Copy all of the material below word for word, leaving out the pictures.

-- Start INFORMATION PROVIDED --

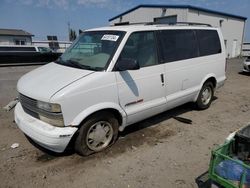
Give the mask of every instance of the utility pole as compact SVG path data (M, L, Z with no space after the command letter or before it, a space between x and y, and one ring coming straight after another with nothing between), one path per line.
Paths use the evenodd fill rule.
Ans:
M68 40L70 41L70 22L68 21Z

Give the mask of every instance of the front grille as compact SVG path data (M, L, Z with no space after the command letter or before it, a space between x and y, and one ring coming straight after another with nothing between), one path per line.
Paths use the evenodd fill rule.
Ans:
M23 110L34 118L40 119L39 115L42 115L50 119L63 119L62 113L52 113L37 108L37 100L27 97L21 93L19 93L19 101Z

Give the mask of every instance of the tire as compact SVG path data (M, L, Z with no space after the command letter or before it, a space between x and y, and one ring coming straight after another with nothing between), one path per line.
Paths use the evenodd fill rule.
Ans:
M79 129L75 151L87 156L106 149L116 141L118 126L112 113L100 112L90 116Z
M211 82L205 82L202 86L196 106L199 110L205 110L209 108L214 97L214 86Z

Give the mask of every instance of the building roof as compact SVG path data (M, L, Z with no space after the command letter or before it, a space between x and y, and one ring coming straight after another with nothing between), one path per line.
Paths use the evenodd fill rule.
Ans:
M119 18L125 14L128 14L136 9L139 8L177 8L177 9L192 9L192 10L197 10L197 11L203 11L203 12L207 12L207 13L211 13L211 14L217 14L217 15L221 15L221 16L227 16L227 17L232 17L232 18L237 18L237 19L241 19L241 20L246 20L246 17L243 16L238 16L238 15L234 15L234 14L229 14L229 13L225 13L225 12L219 12L219 11L215 11L215 10L210 10L210 9L205 9L205 8L201 8L201 7L196 7L196 6L192 6L192 5L156 5L156 4L142 4L142 5L138 5L132 9L129 9L111 19L109 19L109 21L112 21L116 18Z
M21 29L0 29L2 36L34 36L33 34Z

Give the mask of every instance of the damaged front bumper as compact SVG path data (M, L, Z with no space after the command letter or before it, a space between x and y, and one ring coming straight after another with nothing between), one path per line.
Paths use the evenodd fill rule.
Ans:
M38 145L54 152L63 152L77 131L76 127L55 127L25 113L21 104L15 107L17 126Z

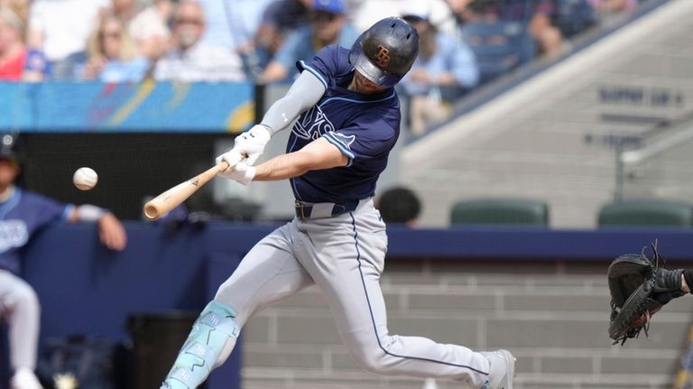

-- End INFORMATION PROVIDED --

- **RESPONSE**:
Give the mask of every instance of the utility pole as compact SVG path data (M, L, Z with no space after the command letter or before it, a space between x and y, and one ring coming straight after another with nothing between), one path per line.
Paths use the evenodd fill rule.
Ans:
M68 40L70 41L70 22L68 21Z

Give the mask of every instance of the front grille as compact SVG path data (M, L, Z with no space after the command letter or before it, a space between x and y, and one ring coming straight after another with nothing between), one path per line.
Paths use the evenodd fill rule.
Ans:
M23 110L34 118L40 119L39 115L42 115L50 119L63 119L62 113L52 113L37 108L37 100L27 97L21 93L19 93L19 101Z

Give the mask of every instance of the tire as compact SVG path data (M, L, Z with no space after the command letter or before it, a space between x and y, and one ring coming straight after another with nothing between), one path per line.
Paths use the evenodd fill rule.
Ans:
M79 129L75 151L87 156L106 149L116 141L118 126L112 113L100 112L90 116Z
M211 82L205 82L202 86L196 106L199 110L205 110L209 108L214 97L214 86Z

Give the mask of every instance of the building roof as compact SVG path data (M, L, Z with no space after the command letter or before it, a space between x and y, and one ring coming straight after another with nothing between), one path per line.
Paths use the evenodd fill rule.
Ans:
M119 18L125 14L128 14L136 9L139 8L177 8L177 9L192 9L192 10L197 10L197 11L203 11L203 12L207 12L207 13L211 13L211 14L217 14L217 15L221 15L221 16L227 16L227 17L232 17L232 18L237 18L237 19L241 19L241 20L246 20L246 17L243 16L238 16L238 15L234 15L234 14L229 14L229 13L225 13L225 12L219 12L219 11L215 11L215 10L210 10L210 9L205 9L205 8L201 8L201 7L196 7L196 6L192 6L192 5L156 5L156 4L142 4L142 5L138 5L132 9L129 9L111 19L109 19L109 21L112 21L116 18Z
M21 29L0 29L2 36L34 36L33 34Z

Give the mask of every instance of the damaged front bumper as compact SVG path data (M, L, Z with no space after the command letter or before it, a space between x and y, and one ring coming straight after another with nothing between), one path per line.
Paths use the evenodd fill rule.
Ans:
M38 145L54 152L63 152L77 131L76 127L55 127L25 113L21 104L15 107L17 126Z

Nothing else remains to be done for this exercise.